:: Given exercise ::
Reproduce the records below word for word, omitting the pictures.

(Records taken from a collection)

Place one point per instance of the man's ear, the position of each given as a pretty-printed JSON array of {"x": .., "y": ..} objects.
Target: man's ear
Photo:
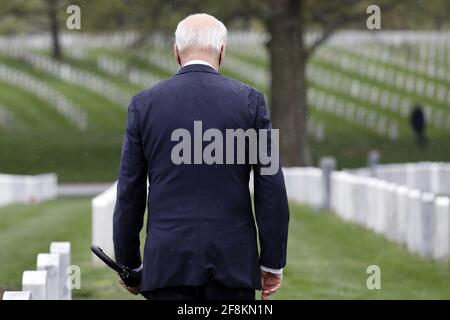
[
  {"x": 222, "y": 55},
  {"x": 177, "y": 54}
]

:: Exercise output ::
Place one point per instance of the man's ear, the position of each given as a pretty-printed JSON array of {"x": .., "y": ..} objects.
Target: man's ear
Photo:
[
  {"x": 222, "y": 55},
  {"x": 177, "y": 54}
]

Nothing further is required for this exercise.